Things like this, you can't defend yourself from.


----------



## Shipwreck (Jan 26, 2006)

That is scary!


----------



## pic (Nov 14, 2009)

Remember we are getting a little older. A trike may be something to test drive, maybe not. 
Buy the new motorcycle , Keep the BMW if the condition is still excellent.
Bike week here this week about five miles away.
Road my bicycle there yesterday, OMG !! WHAT A GATHERING . 
My buddy converted his big Harley into a trike ,, said it became more difficult when he hit 70 yrs old. 
He snapped a few pictures yesterday, Dirty old man (Teasingly)


----------



## pic (Nov 14, 2009)

paratrooper said:


> Things like this, you can't defend yourself from.
> 
> View attachment 18197


Was that a hub cap ? I can't tell.


----------



## desertman (Aug 29, 2013)

How 'bout one of these?


----------



## pic (Nov 14, 2009)

Take the wife for a ride on this,

https://motorcycles.autotrader.com/motorcycles/2020/harley_davidson/trike/200848638


----------



## paratrooper (Feb 1, 2012)

pic said:


> Was that a hub cap ? I can't tell.


Word is, it was a tire on a rim. It looks as if it took place in Europe. I rode m/c's while I was stationed in Italy. You really need to be on top of your best game when riding in Europe. Driver's there are usually crazy and poorly skilled.

My wife doesn't ride with me nearly as often as she used to. She's not game for more than 100 miles or so at best. Matter-of-fact, it's been several years since she rode with me.

It's dangerous enough with just me out riding. I'd feel horrible if we both went down and she ended up seriously injured.


----------



## paratrooper (Feb 1, 2012)

— WHAT YOU NEED TO DO —
Write the next part of the motorcycle thread, picking up where it stops. The data after this point is separate from the motorcycle thread.

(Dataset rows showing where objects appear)
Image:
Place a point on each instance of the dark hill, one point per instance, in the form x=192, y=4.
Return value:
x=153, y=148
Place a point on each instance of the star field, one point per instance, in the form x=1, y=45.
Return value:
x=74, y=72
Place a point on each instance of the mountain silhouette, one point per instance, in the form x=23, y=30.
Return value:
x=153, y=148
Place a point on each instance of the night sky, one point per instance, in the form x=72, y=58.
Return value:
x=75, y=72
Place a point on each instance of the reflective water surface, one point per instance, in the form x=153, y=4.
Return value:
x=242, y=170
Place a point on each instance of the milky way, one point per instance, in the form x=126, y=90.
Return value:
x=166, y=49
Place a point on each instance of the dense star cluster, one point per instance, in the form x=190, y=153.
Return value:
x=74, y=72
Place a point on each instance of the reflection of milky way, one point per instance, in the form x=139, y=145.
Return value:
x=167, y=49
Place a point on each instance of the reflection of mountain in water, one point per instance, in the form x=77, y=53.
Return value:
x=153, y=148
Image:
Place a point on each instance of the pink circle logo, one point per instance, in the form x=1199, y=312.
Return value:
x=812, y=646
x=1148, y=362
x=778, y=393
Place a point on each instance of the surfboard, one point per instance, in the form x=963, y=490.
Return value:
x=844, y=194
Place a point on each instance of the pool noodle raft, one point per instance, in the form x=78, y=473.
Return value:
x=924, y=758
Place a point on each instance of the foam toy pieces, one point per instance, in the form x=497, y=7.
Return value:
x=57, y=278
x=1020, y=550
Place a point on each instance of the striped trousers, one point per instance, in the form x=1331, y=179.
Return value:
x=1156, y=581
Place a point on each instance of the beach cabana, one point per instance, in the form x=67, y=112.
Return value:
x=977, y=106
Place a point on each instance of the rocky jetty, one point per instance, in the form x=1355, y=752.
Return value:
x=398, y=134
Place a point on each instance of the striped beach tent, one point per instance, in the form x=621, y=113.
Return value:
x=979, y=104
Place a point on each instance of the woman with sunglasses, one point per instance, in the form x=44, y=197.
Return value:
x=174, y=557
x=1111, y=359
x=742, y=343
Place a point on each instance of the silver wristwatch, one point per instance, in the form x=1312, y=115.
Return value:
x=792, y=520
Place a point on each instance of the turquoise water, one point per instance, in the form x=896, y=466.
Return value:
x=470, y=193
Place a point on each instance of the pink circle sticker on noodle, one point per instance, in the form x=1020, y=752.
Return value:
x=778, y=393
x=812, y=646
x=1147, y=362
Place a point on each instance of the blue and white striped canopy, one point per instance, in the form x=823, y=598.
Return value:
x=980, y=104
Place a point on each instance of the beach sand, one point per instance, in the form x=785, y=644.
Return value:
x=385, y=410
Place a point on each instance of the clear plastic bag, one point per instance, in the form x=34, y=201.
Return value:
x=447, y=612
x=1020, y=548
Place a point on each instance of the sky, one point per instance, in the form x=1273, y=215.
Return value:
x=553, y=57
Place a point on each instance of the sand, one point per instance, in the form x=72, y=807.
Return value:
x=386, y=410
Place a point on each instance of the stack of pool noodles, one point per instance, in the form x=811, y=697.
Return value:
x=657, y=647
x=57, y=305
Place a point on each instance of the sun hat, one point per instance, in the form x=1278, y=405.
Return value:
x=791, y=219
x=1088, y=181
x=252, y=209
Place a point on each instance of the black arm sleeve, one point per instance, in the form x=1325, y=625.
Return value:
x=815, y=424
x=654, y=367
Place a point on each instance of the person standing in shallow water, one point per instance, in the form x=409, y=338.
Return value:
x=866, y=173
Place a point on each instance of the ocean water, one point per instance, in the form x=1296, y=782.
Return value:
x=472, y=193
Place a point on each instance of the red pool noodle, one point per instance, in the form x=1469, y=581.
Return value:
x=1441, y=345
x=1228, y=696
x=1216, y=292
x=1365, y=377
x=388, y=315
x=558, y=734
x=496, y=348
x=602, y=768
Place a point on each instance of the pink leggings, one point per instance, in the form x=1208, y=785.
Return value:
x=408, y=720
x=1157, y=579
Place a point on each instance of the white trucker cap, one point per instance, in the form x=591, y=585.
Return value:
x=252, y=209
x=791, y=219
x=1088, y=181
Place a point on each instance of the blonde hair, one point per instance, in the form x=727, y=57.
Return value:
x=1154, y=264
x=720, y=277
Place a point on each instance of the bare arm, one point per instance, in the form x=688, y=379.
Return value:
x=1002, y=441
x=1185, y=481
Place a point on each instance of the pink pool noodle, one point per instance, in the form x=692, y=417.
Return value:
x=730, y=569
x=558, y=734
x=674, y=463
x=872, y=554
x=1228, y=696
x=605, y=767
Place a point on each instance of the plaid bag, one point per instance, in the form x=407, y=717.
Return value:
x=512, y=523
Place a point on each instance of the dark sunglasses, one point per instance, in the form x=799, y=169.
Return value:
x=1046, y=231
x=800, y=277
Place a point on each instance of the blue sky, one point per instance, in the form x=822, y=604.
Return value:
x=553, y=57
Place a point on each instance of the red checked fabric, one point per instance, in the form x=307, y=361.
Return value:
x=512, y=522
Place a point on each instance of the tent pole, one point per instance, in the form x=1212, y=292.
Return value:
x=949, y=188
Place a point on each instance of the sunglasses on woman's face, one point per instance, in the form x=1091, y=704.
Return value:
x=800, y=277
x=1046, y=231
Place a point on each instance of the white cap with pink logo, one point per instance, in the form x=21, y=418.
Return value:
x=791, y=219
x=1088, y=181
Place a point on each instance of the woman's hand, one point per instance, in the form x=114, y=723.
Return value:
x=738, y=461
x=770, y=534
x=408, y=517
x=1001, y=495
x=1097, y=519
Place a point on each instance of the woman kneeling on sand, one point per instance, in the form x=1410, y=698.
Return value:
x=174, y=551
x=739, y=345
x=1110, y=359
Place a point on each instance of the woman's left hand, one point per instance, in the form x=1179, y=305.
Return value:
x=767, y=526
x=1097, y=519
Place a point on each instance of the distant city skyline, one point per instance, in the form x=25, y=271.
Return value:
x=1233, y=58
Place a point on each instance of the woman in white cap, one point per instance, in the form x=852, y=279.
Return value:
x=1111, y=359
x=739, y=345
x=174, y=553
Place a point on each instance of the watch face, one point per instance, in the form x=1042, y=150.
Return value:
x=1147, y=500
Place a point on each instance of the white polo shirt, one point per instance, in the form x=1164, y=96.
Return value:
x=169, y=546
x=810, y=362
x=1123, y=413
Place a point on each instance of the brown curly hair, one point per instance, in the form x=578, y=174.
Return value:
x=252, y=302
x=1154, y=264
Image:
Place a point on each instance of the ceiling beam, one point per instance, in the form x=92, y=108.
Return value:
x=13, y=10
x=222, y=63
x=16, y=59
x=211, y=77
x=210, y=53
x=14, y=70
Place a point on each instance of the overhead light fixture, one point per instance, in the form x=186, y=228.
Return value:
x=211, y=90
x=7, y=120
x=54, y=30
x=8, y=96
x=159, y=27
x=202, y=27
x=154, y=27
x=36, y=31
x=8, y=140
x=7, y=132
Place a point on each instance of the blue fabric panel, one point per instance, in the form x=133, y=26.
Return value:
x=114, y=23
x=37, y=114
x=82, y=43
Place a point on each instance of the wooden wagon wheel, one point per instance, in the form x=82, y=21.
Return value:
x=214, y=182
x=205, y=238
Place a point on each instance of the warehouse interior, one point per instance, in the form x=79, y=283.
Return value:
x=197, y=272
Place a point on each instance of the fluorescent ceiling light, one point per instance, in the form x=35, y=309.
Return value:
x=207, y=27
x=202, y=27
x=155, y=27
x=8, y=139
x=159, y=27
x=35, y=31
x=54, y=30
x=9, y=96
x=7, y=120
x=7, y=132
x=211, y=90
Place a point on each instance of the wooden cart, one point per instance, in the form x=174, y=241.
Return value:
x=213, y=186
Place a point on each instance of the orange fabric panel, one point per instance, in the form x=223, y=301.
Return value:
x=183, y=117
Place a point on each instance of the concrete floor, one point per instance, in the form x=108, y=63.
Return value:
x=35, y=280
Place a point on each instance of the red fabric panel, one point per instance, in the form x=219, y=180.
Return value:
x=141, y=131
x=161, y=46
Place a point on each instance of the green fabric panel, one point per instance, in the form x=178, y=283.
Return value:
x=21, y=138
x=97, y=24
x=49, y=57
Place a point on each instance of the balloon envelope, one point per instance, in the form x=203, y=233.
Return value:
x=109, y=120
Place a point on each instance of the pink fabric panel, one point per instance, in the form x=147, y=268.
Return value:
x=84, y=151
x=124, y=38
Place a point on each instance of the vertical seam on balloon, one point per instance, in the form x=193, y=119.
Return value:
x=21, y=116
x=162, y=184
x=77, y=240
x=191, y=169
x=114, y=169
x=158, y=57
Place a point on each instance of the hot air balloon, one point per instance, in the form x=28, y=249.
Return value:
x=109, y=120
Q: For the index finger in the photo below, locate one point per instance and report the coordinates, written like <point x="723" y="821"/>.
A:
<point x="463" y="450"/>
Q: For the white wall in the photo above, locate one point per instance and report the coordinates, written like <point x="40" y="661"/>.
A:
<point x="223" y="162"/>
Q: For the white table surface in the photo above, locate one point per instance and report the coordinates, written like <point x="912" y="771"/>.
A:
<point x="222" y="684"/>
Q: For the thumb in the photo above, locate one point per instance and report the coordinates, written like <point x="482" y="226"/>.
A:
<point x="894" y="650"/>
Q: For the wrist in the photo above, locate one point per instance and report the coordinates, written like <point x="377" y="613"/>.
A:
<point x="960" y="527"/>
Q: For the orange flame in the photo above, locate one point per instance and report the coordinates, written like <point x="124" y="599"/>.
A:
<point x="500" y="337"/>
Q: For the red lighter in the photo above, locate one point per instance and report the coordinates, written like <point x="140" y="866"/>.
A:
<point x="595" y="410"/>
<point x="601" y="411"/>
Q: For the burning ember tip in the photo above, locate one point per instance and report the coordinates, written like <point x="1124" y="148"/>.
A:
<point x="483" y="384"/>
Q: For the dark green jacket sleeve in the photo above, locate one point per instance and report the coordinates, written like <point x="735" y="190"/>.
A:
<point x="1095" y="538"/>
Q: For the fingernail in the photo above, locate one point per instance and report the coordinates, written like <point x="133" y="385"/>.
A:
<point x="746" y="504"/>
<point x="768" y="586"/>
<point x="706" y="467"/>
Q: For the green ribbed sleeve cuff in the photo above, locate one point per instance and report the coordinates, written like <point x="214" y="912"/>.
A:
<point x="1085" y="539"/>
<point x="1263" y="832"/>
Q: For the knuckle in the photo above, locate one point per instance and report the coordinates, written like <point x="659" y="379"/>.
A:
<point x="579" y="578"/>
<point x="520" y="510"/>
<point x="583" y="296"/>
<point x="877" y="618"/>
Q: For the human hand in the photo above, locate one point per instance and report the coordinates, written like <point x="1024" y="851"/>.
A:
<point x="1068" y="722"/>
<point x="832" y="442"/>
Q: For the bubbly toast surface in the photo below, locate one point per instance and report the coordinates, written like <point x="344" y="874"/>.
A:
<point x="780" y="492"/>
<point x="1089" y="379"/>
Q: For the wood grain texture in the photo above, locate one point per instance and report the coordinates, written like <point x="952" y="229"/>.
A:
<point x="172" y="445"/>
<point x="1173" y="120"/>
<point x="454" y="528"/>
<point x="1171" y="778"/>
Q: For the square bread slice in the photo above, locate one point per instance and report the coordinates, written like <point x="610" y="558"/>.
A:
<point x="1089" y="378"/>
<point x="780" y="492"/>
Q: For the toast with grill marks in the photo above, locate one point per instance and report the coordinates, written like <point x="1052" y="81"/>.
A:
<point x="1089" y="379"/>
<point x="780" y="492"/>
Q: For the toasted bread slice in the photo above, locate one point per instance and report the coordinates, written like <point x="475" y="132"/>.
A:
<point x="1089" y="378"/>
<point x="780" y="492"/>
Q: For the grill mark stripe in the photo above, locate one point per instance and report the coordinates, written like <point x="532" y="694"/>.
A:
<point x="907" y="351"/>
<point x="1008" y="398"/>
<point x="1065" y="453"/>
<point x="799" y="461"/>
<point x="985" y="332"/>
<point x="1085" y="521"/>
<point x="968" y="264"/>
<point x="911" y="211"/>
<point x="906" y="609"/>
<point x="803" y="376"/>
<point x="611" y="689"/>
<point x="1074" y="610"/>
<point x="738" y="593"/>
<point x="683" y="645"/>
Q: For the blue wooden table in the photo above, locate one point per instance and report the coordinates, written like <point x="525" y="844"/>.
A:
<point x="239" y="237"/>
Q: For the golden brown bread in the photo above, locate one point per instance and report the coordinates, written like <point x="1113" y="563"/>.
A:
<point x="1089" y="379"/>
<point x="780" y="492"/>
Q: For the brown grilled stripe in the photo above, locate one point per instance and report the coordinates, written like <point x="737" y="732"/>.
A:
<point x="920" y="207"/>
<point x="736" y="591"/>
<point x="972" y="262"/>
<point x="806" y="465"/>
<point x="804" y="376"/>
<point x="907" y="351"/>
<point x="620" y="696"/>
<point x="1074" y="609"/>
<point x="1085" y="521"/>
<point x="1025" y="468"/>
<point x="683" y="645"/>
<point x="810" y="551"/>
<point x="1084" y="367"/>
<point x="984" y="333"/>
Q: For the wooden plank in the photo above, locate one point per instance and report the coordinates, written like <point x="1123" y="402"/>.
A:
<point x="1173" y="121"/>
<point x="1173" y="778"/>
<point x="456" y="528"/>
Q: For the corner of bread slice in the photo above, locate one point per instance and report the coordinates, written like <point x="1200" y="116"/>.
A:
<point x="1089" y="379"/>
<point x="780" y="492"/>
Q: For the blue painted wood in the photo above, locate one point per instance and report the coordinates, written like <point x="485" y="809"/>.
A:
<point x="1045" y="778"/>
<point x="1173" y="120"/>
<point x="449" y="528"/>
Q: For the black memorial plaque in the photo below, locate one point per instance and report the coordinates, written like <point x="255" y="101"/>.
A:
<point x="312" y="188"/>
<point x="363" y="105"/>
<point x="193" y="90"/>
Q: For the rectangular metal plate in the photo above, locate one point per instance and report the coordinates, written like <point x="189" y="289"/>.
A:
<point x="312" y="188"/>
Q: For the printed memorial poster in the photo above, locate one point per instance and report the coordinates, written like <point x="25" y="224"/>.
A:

— TASK ANSWER —
This is a BMW, and it ain't one I'm considering buying.


----------



## BackyardCowboy (Aug 27, 2014)

paratrooper said:


> This is a BMW, and it ain't one I'm considering buying.
> 
> View attachment 18325


Can't tell if it's coming or going.


----------



## jacinda (Mar 3, 2020)

tony pasley said:


> You could try one of those new green electric motorcycles


agree


----------



## paratrooper (Feb 1, 2012)

Still keeping an open mind and such about getting a new m/c.

Regular ole gasoline has become so pedestrian and stuff, that I'm now thinking about a Hydrogen Peroxide powered ride.


----------



## BackyardCowboy (Aug 27, 2014)

paratrooper said:


> Still keeping an open mind and such about getting a new m/c.
> 
> Regular ole gasoline has become so pedestrian and stuff, that I'm now thinking about a Hydrogen Peroxide powered ride.


Just remember, hydrogen peroxide will turn you blonde by the time you're done with your ride.


----------



## paratrooper (Feb 1, 2012)

BackyardCowboy said:


> Just remember, hydrogen peroxide will turn you blonde by the time you're done with your ride.


Will it help to fill in some bald spots?

Asking for a friend..............


----------



## Steve M1911A1 (Feb 6, 2008)

Two wheels and a reaction motor?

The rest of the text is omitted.